EXERCISE PROMPT
Copy the material below word for word, from the line that contains "Trace the outline of every instance of the dark" through the end of the material.

EXTRACTED DATA
▼▼▼

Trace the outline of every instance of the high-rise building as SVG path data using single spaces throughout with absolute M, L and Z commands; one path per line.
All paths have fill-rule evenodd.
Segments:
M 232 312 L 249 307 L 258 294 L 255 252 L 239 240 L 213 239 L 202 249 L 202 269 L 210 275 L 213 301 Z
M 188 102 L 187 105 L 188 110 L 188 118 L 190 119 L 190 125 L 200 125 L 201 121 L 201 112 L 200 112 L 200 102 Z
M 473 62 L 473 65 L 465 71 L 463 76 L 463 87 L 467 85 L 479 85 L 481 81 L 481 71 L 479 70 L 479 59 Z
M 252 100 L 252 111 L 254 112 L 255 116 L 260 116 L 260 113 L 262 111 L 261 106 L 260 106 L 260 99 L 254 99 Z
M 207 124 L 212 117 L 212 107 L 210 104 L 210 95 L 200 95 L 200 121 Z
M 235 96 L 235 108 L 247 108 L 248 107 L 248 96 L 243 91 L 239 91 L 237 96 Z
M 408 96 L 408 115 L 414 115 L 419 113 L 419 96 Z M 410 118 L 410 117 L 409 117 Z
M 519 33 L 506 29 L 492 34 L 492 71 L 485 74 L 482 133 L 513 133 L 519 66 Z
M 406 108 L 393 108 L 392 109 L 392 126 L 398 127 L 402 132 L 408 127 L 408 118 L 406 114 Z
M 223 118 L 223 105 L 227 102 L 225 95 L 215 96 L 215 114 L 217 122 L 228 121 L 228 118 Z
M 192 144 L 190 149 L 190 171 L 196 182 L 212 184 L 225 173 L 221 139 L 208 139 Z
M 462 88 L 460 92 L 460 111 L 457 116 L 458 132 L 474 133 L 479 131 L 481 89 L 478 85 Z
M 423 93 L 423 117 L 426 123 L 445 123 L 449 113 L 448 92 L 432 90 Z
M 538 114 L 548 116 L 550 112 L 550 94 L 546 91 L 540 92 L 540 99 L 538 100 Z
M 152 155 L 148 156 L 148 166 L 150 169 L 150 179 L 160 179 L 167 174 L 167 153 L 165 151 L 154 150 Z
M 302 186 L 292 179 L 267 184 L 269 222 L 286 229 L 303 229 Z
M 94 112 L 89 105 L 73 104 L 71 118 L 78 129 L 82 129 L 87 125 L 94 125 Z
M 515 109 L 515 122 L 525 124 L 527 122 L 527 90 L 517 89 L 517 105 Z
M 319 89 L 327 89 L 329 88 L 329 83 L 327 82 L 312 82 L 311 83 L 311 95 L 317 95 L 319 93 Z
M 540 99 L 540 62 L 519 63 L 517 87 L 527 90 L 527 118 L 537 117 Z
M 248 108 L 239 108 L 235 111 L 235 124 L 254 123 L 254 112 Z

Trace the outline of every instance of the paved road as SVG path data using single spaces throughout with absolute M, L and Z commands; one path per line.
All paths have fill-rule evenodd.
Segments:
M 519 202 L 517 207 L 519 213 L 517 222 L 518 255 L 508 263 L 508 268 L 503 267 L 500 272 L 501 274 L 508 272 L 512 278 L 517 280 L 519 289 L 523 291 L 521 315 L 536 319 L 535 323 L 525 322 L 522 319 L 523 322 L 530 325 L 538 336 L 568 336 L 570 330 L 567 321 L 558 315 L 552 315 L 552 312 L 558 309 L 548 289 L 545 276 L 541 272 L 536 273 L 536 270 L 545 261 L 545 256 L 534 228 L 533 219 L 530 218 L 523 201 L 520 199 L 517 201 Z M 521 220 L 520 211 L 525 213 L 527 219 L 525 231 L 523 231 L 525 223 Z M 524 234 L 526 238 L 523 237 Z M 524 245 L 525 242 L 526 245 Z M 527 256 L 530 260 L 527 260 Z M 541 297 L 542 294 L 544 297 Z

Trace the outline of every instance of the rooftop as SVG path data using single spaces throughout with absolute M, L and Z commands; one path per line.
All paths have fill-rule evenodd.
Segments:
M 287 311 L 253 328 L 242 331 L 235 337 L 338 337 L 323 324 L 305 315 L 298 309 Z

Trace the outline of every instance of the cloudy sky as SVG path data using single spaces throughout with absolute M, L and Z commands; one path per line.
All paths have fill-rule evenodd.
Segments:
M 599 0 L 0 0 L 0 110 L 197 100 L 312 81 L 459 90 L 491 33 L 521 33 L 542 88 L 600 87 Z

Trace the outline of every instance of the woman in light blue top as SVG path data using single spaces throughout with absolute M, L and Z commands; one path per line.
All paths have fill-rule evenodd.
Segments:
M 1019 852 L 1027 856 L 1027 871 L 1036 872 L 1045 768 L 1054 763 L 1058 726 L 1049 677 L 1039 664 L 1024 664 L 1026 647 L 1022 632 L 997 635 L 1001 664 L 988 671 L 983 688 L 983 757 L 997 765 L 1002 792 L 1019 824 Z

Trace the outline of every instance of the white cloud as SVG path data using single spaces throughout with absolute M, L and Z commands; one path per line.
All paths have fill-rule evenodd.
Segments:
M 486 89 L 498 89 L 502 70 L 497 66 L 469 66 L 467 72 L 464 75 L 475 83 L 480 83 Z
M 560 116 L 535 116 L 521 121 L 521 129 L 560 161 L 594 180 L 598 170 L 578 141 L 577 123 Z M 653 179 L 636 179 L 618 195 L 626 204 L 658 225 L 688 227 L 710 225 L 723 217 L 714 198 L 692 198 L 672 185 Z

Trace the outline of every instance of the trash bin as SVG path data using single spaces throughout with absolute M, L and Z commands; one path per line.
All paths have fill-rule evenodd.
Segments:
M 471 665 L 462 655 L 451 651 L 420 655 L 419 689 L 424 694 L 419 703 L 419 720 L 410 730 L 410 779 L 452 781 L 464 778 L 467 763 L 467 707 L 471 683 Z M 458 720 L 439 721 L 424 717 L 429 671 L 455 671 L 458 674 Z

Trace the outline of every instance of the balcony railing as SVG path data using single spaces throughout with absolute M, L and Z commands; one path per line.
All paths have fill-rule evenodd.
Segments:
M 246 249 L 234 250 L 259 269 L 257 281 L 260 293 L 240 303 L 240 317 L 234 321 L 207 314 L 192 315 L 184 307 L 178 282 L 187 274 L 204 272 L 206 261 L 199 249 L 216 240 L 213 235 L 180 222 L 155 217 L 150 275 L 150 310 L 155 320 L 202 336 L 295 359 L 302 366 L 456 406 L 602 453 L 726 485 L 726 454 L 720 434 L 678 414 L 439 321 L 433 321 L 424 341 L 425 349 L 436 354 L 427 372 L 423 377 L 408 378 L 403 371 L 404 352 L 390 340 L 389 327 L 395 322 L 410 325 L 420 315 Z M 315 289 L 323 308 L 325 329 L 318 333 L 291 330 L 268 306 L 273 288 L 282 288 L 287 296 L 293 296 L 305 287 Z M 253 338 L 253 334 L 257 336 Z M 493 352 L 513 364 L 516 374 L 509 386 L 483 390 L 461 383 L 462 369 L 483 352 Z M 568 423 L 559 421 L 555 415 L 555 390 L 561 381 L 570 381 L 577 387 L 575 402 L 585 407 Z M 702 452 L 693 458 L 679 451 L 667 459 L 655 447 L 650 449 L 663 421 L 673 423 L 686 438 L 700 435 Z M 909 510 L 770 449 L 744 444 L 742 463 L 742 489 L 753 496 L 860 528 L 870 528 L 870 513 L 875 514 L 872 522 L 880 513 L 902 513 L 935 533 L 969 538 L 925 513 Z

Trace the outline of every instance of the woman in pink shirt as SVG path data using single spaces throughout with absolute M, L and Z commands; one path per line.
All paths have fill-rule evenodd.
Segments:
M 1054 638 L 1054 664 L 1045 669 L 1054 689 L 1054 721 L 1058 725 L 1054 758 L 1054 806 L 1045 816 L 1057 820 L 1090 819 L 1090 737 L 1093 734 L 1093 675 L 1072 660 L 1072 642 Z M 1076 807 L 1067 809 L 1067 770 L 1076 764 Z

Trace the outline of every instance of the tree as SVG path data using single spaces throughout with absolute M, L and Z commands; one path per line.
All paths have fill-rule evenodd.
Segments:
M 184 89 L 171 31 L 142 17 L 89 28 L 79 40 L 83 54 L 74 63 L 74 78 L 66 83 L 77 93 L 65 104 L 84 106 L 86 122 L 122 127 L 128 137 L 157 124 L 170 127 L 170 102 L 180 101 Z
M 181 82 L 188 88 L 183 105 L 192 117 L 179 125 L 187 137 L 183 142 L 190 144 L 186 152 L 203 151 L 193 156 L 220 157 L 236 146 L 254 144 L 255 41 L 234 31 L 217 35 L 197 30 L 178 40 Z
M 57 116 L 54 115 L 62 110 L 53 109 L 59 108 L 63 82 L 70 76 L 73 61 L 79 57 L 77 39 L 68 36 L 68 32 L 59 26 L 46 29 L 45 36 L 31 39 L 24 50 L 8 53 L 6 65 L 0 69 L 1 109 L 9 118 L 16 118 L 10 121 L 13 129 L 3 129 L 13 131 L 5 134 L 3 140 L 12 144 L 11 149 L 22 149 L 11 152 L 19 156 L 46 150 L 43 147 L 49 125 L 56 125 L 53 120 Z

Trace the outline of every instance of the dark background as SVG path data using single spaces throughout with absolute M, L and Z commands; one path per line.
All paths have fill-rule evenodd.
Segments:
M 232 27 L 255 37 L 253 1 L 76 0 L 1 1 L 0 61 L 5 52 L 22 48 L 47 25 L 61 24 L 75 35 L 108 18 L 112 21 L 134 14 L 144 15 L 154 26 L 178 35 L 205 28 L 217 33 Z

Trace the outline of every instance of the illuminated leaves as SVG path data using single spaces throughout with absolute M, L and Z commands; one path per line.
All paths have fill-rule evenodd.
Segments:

▲▲▲

COMPLETE ANSWER
Trace the outline of every instance of the dark background as SVG path data using single spaces throughout with absolute M, L and Z commands; one path per line.
All paths have fill-rule evenodd.
Segments:
M 232 27 L 255 37 L 253 1 L 76 0 L 1 1 L 0 61 L 5 52 L 22 48 L 47 25 L 61 24 L 75 35 L 108 18 L 112 21 L 134 14 L 144 15 L 154 26 L 178 35 L 205 28 L 217 33 Z

Trace the outline of every instance of the illuminated leaves as SVG path data using single spaces throughout with absolute M, L and Z commands; one path per line.
All paths have fill-rule evenodd.
Segments:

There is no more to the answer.